### EXERCISE:
Without the pictures, return each record as it appears.

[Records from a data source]

# # # #

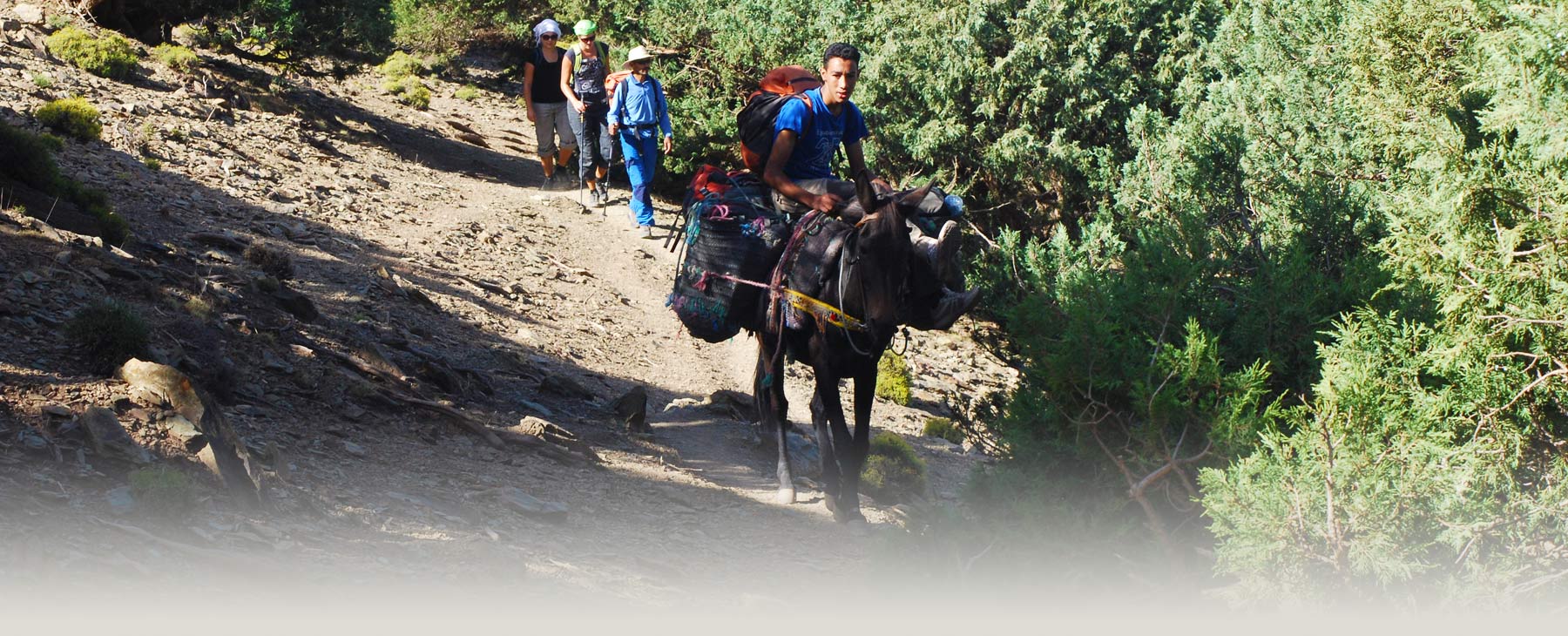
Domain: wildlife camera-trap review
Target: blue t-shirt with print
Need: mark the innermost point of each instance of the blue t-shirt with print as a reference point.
(813, 157)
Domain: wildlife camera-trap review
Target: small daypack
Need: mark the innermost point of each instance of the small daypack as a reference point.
(754, 123)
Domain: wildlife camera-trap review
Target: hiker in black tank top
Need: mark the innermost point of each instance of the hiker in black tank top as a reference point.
(582, 82)
(548, 108)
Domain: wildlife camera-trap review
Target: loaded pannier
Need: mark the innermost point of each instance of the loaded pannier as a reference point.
(729, 233)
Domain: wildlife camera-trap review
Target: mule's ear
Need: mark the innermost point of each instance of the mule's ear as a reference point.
(866, 192)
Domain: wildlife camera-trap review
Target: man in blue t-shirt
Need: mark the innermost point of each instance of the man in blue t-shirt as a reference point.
(800, 173)
(800, 166)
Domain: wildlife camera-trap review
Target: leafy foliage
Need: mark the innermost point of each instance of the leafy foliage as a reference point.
(109, 334)
(400, 64)
(893, 469)
(109, 54)
(893, 380)
(164, 492)
(31, 163)
(1430, 453)
(409, 90)
(176, 57)
(72, 116)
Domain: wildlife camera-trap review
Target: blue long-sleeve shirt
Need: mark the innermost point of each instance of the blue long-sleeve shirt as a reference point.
(643, 102)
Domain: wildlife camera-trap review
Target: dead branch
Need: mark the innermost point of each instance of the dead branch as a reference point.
(454, 414)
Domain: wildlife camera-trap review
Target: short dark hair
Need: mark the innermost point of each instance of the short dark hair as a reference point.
(841, 51)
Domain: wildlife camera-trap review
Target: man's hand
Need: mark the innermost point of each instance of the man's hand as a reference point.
(825, 202)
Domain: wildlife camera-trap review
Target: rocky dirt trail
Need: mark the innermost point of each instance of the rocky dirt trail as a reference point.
(427, 265)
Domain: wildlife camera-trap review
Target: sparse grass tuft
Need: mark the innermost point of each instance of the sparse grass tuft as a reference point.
(109, 333)
(409, 91)
(893, 470)
(893, 380)
(944, 428)
(270, 260)
(31, 162)
(201, 308)
(400, 64)
(164, 492)
(176, 57)
(109, 55)
(72, 116)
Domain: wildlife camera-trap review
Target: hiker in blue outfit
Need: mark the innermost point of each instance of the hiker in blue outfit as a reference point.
(800, 173)
(640, 118)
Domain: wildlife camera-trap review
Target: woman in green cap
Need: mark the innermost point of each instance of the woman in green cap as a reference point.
(582, 80)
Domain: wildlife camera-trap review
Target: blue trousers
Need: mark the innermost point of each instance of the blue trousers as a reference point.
(640, 147)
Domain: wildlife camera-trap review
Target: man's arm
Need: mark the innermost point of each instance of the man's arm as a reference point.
(527, 88)
(566, 82)
(774, 174)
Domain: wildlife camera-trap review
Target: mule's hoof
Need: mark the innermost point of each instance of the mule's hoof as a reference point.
(844, 514)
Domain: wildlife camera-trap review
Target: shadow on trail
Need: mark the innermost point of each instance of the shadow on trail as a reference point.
(290, 400)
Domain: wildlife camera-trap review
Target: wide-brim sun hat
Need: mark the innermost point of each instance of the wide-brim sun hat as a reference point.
(637, 54)
(546, 25)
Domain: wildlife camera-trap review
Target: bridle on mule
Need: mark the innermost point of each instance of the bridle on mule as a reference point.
(848, 257)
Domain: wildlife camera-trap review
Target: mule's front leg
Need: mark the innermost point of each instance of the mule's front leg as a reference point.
(825, 459)
(774, 409)
(858, 447)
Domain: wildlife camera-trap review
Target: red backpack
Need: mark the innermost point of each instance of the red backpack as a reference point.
(754, 123)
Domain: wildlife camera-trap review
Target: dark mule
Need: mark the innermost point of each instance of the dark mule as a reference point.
(862, 270)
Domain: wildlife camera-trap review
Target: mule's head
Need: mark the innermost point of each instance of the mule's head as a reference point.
(882, 254)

# # # #

### WRITTEN SOLUTION:
Domain: wildlife camera-trap review
Target: blue t-shirt with print
Need: mark the innermost point of each instance of the blue t-shirt with print as a reference point.
(813, 157)
Domain: wildlife camera-trap review
Target: small daypack
Need: mark the innermost point of each instance of the small daypack as a reference point.
(754, 123)
Domain: wildlife camera-trap review
Target: hiker in black tank top
Need: mark the innermost point of each instance of the hiker in black tank top as a reference point.
(582, 82)
(548, 108)
Domain: wildlife camera-trap review
Target: loaded pannier
Need: mark the innermost point of each instance of the loaded pannier as a reference point.
(729, 233)
Domain: wildlife camera-trap review
Target: mule's ear
Need: mark the innermost point of each instance of the mule's ear as a reference point.
(866, 192)
Domain: wildlife camera-trap review
Target: man in blue t-shirt
Need: mark the innermost point of each instance of the man in blue t-shirt as a reference point.
(800, 173)
(800, 166)
Domain: wildlife camera-trap review
Target: leafy foliage
Need: mark the innermost point of each instance of the leafy foliage as a reference point.
(109, 334)
(400, 64)
(893, 469)
(109, 54)
(893, 380)
(164, 492)
(31, 163)
(1430, 453)
(409, 90)
(176, 57)
(72, 116)
Domain: wildlife camera-trap review
Target: blue long-sleeve shirt
Need: mark the innermost point of each instance of the blue long-sleeve shirt as a reference point.
(643, 102)
Domain: wildlife camera-trap review
Target: dead branch
Need: mark the innermost point of each instance of the dead branch as a reference point.
(454, 414)
Domain: wildlife camera-trap review
Target: short dark hair
Need: mark the innermost point of each instance of the short dark hair as a reference point.
(841, 51)
Domain: wildlife camera-trap review
Target: man's hand
Need: mark the innermost point of each instance of the man's hand as a reference point.
(825, 202)
Domain: wildlife camera-trap review
Target: rocky dirt trail
Need: mark the innermost point of each instance of the rocky dirt trail as a reference point.
(427, 265)
Domain: wildlife camera-trap review
Target: sparse grass tuft
Need: mark the innermost point of each instance of the sparse grass tuft as a reference point.
(109, 333)
(409, 91)
(893, 470)
(893, 380)
(944, 428)
(270, 260)
(31, 162)
(201, 308)
(400, 64)
(164, 492)
(176, 57)
(109, 55)
(72, 116)
Domain: wildlife camera-trap review
Target: hiker in blue outfit
Need: mark the innermost point of each instance of the hiker in blue outfit as a reference point.
(800, 173)
(640, 118)
Domain: wildlife camera-trap review
Target: woman in green cap
Need: mark the innermost point of each instance of the woman in green cap as a reference point.
(582, 80)
Domain: wildlife camera-trap review
Target: blue trousers
Need: mark the innermost point of each instance of the blue trousers as a reference point.
(640, 147)
Domain: wildlife camera-trap review
Target: man's arm
Need: mark the innermost point of each instance of the man's arm as a reference point.
(527, 88)
(566, 82)
(774, 174)
Domain: wildlife camera-trap review
Target: mule's hoof
Need: mark the innermost point of each instance of the mule's hoof as a reference point.
(844, 514)
Domain: wildlife camera-trap review
Target: shadow on trail
Need: mark the innermost point of each instance of the shadow on trail as a reference point.
(290, 400)
Domain: wildlife camera-trap review
Target: wide-brim sun hat
Need: mark the innermost point of each instance of the wide-brim sun hat as a reference point.
(637, 54)
(546, 25)
Domain: wildlife camera-trap review
Target: bridle on mule
Need: mark the innermost point of each instance of the bridle on mule as a reference point.
(848, 257)
Domain: wildlife camera-trap review
Target: mule's front leg
Need: mark the innermost point of each instance of the mule's front leg as a reference point.
(825, 459)
(774, 409)
(858, 447)
Domain: wildlife camera-trap review
Target: red backpack
Need: mark the innermost point of each instance of the red backpack as a reference point.
(754, 123)
Domain: wildlife camera-trap review
Target: dark mule
Need: mark the innermost point of each instance of the dark mule as a reference point.
(862, 270)
Domain: wildlife camera-trap review
Target: mule's head
Need: mark the innermost point of each instance of the mule's head as a reference point.
(882, 254)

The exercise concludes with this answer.